- **Dataset extract**
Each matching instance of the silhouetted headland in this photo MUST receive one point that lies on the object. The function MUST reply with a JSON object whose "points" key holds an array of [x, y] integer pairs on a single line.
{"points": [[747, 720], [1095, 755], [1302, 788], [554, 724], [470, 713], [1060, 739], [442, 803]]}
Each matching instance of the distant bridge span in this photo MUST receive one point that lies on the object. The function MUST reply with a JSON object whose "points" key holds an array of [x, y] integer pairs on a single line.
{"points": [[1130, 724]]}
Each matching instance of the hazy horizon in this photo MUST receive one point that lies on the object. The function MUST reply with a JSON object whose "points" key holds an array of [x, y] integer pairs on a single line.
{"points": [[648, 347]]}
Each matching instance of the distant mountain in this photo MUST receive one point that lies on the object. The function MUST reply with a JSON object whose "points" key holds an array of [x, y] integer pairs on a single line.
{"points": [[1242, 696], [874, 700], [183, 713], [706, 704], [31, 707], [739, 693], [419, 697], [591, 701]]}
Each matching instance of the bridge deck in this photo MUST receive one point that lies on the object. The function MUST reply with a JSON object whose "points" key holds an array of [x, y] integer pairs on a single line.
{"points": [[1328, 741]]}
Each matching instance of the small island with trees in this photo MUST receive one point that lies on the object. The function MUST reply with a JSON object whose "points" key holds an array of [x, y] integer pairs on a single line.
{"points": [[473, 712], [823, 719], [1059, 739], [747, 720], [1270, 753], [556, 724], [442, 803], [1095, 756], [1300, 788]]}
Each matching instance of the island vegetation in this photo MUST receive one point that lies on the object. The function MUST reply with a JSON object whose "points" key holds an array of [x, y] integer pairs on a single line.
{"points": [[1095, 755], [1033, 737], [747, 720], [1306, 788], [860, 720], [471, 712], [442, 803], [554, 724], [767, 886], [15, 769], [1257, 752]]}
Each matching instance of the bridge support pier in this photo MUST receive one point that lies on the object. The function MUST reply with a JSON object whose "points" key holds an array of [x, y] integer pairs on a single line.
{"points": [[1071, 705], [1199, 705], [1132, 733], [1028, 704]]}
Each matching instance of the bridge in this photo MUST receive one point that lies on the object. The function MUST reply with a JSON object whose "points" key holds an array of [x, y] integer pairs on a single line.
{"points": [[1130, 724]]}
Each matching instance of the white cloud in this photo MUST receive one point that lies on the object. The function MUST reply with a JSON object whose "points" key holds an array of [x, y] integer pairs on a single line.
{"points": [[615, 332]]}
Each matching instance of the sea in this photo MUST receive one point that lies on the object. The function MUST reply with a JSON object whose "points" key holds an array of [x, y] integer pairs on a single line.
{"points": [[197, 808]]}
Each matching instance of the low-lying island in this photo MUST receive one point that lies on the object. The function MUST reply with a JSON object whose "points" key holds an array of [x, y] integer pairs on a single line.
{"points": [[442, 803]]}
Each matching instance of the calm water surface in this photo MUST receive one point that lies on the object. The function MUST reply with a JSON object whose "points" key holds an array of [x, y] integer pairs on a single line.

- **Problem details**
Each line above must be reproduced exactly as it stands.

- **Response below**
Each matching instance of the silhouetted headland in this photo MUST receive one point that lies on the object. The function MUST reply with a JSON object whose "points" key holds an array of [x, y] integer pairs on a single line.
{"points": [[747, 720], [1095, 755], [1302, 788], [554, 724], [470, 713], [1060, 739], [442, 803]]}
Each matching instance of the distant bridge span in this photo MUST receive one point that lies on the object. The function MUST reply with a JSON object whose "points" key holds an array of [x, y] integer pairs on a single line.
{"points": [[1130, 724]]}
Each matching instance of the hazy horizon in this photo MUST receive one point that lies on the object. The function MUST reply with a JSON object whose "points" key holds an array of [x, y] integer pairs on a single line.
{"points": [[648, 347]]}
Each matching instance of the distant mountain in this photo MUST receive one point that lies on the object. The function MUST reply with a JSON object whose "points" key holds an array of [x, y] integer pairs on a single line.
{"points": [[1242, 696], [874, 700], [183, 713], [706, 704], [31, 707], [739, 693], [419, 697], [591, 701]]}
Each matching instance of the bridge deck in this photo MUST receive one point that lies on the object. The function MUST reply with a JSON object whose "points" key holds an array of [x, y] integer pairs on a single line.
{"points": [[1328, 741]]}
Each matching instance of the small island with trees in this photo MUST receive one point that lies on the object. The function MUST reply with a JSON object whose "points" key holds an array of [x, y] integer pairs on a single line.
{"points": [[473, 712], [823, 719], [1059, 739], [747, 720], [1270, 753], [556, 724], [442, 803], [1095, 756], [1300, 788]]}
Each matching instance of the island vegetation in this photo MUST receive one point that lies on the object. The function MUST reply with a JSON object whose "points" key holds an array of [x, y] integer pairs on a single line.
{"points": [[1095, 755], [1033, 737], [747, 720], [1306, 788], [860, 720], [471, 712], [442, 803], [554, 724], [767, 886], [15, 769], [1257, 752]]}
Each matching instance of the bridge support pier in this photo MUST receive one point that lies on the object. The function MUST reply with a JSON object whose "points" key holds an array of [x, y] integer pairs on a single line.
{"points": [[1071, 705], [1199, 705], [1132, 733], [1028, 704]]}
Each matching instance of the bridge in this photo MUST receive one point that lies on the object. The function MUST reply with a JSON object whose "points" key holds an array of [x, y] integer pairs on a single line.
{"points": [[1130, 724]]}
Each matching instance of the white cloud in this photo MUST receive one point that lies on the object. The function MUST reply with a JSON object whose "points" key holds an array of [x, y] integer pairs on a single line.
{"points": [[615, 332]]}
Each matching instance of the sea in this photo MUST receive one point that lies on the object. The function MUST reply with a JSON object whose "points" key holds an array of [x, y] integer pairs on a single line.
{"points": [[197, 808]]}
Each matching instance of the low-lying island in this photo MUST receive one point that lies on the object. The function MUST reply with a JSON object whose "points" key holds an array of [x, y] integer pairs on a single line.
{"points": [[442, 803]]}
Each matching instance of the calm water surface in this photo MUST receive one point that lies on the object. The function MUST reply with a JSON object whose "points" key holds an array of [x, y] integer pairs on a single line.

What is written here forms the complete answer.